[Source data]
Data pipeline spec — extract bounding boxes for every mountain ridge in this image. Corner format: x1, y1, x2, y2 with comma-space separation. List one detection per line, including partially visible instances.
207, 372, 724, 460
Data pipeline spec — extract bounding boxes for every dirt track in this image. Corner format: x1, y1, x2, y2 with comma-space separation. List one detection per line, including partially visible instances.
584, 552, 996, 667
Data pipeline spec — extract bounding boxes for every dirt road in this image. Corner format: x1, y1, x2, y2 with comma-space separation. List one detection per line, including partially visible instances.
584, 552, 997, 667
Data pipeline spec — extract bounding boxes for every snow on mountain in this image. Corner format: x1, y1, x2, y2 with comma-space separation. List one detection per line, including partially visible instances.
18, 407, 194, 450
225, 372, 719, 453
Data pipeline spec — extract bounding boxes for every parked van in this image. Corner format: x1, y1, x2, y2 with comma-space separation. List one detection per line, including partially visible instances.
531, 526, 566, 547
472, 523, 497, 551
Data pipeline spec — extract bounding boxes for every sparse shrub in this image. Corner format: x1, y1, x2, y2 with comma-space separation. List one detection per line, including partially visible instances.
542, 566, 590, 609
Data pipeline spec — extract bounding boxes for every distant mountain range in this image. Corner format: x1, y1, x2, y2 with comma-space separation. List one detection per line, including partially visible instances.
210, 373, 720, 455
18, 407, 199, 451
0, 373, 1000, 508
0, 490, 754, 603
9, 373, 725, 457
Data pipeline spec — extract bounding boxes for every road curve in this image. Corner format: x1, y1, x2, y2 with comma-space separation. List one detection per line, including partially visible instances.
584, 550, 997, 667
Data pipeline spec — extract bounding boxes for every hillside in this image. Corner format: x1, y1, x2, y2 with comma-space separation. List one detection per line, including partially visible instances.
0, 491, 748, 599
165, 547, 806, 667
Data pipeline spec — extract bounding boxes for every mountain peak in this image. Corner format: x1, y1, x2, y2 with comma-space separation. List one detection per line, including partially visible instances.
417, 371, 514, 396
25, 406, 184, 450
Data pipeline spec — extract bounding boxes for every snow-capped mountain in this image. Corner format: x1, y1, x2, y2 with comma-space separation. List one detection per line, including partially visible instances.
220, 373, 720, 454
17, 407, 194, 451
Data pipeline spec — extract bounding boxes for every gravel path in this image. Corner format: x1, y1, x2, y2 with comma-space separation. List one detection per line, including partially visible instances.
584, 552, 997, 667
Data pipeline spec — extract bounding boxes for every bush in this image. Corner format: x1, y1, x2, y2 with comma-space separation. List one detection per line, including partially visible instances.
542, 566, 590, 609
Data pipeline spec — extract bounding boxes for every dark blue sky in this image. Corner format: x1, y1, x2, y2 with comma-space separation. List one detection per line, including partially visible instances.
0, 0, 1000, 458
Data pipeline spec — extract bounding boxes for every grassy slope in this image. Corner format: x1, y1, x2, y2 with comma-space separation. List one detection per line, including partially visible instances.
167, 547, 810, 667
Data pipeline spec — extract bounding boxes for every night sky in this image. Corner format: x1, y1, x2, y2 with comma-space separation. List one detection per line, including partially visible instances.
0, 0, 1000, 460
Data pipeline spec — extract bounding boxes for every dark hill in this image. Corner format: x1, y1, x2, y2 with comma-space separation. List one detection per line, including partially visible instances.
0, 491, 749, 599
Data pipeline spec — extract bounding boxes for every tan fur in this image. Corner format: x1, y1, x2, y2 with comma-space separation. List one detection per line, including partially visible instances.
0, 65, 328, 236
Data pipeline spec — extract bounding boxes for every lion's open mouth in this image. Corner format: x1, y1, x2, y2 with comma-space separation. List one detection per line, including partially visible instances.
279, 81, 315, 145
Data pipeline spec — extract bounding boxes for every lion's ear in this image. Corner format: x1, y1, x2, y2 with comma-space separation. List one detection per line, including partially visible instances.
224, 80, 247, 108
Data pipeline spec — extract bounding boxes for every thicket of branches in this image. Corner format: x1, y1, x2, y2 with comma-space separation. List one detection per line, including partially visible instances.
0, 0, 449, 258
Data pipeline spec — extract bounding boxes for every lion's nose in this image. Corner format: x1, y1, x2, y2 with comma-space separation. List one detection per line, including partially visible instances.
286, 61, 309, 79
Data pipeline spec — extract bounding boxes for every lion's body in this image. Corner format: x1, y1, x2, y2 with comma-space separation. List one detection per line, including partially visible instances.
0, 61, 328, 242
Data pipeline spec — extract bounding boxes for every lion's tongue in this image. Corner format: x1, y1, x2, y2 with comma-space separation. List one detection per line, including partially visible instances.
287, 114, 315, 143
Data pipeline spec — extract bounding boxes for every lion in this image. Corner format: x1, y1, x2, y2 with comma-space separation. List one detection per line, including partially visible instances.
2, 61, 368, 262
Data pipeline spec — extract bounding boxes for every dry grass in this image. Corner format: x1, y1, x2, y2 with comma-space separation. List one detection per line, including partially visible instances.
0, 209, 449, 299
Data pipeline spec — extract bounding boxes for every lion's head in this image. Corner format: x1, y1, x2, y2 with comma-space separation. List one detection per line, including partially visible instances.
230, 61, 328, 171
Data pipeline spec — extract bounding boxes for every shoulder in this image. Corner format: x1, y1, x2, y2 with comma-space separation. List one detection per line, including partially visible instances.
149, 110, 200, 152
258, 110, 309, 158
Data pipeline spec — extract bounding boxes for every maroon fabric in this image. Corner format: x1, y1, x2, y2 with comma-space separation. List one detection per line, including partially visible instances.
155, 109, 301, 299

- _Task description_: Add 135 to every coordinate in the answers and write out again the part of the records that opens with the line containing "every lion's nose" and closes with the line containing "287, 114, 315, 143", repeating the requests as well.

- _The output_:
Data pipeline spec — extract bounding boxes for every lion's nose in this image. Corner format: x1, y1, x2, y2 with comma-space separation. List one detection per line, including partially visible instances.
421, 196, 444, 214
Data pipeline spec — extract bounding boxes for every lion's body in this image. Corner format: x1, y1, x2, y2 with comma-space separation. List one detection per line, including partially visible instances.
135, 196, 463, 377
Data pipeline spec — extract bounding boxes for every lion's tongue in this image. Corner format: x1, y1, x2, y2 with comma-space separation. List one detection per line, including partially visible instances.
422, 249, 450, 278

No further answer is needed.